> REQUIRED ACTION
If a line of the listing below contains the string "this", count it, then give the total by itself.

> AVAILABLE RECORDS
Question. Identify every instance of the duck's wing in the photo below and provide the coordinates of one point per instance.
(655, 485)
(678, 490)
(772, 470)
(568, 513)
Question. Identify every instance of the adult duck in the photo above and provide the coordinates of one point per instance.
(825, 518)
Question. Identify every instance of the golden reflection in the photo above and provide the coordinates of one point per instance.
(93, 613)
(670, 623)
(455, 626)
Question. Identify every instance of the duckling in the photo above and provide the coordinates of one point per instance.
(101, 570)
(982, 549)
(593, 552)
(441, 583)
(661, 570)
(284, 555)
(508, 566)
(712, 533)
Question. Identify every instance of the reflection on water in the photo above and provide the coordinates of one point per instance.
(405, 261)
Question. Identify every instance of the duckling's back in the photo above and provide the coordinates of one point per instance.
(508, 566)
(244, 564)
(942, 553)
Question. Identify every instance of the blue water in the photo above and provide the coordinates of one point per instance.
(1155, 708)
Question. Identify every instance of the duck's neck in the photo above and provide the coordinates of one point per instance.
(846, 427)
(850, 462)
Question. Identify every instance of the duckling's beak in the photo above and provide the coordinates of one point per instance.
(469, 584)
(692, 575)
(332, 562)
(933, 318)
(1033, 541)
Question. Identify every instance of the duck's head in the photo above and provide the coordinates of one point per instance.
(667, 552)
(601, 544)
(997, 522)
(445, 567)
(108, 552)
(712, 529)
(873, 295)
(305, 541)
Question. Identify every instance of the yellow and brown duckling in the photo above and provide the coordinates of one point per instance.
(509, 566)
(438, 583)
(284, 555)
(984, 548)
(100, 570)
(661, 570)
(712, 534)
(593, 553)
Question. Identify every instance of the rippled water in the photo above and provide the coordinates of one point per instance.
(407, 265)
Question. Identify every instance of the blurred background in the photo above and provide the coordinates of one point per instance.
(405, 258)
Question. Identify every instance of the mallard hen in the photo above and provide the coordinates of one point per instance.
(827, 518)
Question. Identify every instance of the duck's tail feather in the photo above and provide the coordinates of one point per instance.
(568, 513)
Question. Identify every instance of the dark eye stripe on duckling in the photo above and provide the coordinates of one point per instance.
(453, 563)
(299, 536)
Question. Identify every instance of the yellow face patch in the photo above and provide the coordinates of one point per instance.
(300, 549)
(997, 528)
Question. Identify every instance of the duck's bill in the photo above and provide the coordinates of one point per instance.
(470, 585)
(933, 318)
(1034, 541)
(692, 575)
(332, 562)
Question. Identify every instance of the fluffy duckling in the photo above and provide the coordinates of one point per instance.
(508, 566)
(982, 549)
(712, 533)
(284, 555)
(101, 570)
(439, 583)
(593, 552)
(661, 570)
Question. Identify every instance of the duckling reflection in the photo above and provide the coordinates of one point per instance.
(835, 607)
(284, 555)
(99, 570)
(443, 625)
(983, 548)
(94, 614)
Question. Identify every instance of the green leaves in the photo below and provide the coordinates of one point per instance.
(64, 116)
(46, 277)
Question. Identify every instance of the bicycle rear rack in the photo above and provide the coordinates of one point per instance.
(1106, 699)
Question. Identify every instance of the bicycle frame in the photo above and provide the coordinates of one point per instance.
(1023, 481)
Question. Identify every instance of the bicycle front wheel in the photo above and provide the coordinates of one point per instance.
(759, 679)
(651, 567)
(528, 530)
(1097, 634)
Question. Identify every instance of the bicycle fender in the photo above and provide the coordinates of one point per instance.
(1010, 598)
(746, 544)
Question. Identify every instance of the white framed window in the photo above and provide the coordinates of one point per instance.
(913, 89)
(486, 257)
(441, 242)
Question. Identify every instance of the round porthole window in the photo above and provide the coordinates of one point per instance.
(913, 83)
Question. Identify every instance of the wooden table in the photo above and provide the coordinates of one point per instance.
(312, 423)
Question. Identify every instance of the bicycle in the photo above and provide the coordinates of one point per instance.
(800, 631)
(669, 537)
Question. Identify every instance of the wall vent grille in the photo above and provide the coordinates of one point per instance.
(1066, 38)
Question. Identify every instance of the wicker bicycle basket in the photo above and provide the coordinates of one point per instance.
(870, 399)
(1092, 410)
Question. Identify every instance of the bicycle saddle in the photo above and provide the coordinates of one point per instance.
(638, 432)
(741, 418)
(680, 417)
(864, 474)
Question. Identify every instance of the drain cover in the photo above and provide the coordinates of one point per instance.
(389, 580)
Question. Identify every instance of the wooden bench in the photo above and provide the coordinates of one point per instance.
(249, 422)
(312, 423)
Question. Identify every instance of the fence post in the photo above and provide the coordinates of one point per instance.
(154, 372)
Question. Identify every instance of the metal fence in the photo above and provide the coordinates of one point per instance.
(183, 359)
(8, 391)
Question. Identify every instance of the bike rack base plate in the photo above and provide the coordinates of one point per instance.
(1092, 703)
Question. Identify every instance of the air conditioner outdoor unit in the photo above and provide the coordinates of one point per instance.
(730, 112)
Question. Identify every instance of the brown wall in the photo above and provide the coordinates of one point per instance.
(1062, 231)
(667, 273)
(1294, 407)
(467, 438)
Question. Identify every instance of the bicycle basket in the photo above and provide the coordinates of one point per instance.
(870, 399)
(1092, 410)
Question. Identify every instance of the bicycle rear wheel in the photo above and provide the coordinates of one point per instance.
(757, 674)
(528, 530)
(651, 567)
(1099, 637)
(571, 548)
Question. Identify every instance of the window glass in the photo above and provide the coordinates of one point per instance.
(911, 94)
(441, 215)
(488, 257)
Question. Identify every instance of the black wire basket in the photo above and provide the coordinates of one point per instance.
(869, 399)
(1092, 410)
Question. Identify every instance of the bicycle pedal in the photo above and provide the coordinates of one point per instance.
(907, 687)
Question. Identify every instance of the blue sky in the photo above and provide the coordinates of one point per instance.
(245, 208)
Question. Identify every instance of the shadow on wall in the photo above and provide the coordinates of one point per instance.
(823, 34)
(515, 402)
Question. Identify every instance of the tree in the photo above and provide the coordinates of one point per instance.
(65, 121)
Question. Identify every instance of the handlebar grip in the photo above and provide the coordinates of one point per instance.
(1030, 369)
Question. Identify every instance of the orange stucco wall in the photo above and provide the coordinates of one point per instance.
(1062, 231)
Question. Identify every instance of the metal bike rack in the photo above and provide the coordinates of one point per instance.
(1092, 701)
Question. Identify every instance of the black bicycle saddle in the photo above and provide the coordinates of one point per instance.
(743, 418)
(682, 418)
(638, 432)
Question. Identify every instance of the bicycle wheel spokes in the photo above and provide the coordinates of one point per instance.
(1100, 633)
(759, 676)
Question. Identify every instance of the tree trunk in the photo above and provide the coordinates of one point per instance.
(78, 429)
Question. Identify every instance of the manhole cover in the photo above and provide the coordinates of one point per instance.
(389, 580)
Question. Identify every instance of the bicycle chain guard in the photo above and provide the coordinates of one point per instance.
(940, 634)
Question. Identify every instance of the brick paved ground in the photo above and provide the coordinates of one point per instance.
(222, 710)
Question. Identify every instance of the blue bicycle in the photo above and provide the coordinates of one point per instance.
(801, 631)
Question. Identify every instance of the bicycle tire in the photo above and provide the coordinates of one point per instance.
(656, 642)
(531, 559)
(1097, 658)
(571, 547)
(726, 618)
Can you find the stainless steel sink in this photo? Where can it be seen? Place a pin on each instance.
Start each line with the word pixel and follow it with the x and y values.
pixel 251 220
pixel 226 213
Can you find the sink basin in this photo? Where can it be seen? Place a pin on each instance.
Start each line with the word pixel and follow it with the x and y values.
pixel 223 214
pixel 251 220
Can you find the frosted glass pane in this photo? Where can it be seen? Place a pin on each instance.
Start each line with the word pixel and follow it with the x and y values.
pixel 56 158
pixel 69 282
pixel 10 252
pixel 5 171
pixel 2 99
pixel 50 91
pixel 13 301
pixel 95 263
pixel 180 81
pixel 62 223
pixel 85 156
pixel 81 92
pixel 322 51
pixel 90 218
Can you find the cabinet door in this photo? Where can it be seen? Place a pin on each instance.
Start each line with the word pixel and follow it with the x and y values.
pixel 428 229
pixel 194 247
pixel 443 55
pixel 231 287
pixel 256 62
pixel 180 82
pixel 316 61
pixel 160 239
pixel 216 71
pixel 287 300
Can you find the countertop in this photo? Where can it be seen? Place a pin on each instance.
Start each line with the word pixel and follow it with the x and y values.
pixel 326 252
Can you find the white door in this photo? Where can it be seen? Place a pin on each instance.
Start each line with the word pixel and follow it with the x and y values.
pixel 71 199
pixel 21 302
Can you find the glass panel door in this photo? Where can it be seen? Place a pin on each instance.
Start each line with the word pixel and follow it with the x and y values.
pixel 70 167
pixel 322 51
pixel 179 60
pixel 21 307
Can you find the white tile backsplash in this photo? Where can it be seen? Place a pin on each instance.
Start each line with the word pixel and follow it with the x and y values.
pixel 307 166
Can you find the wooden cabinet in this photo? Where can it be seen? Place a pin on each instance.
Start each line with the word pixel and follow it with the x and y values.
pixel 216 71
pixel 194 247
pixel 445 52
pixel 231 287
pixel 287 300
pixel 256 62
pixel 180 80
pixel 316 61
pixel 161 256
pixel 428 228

> SOLUTION
9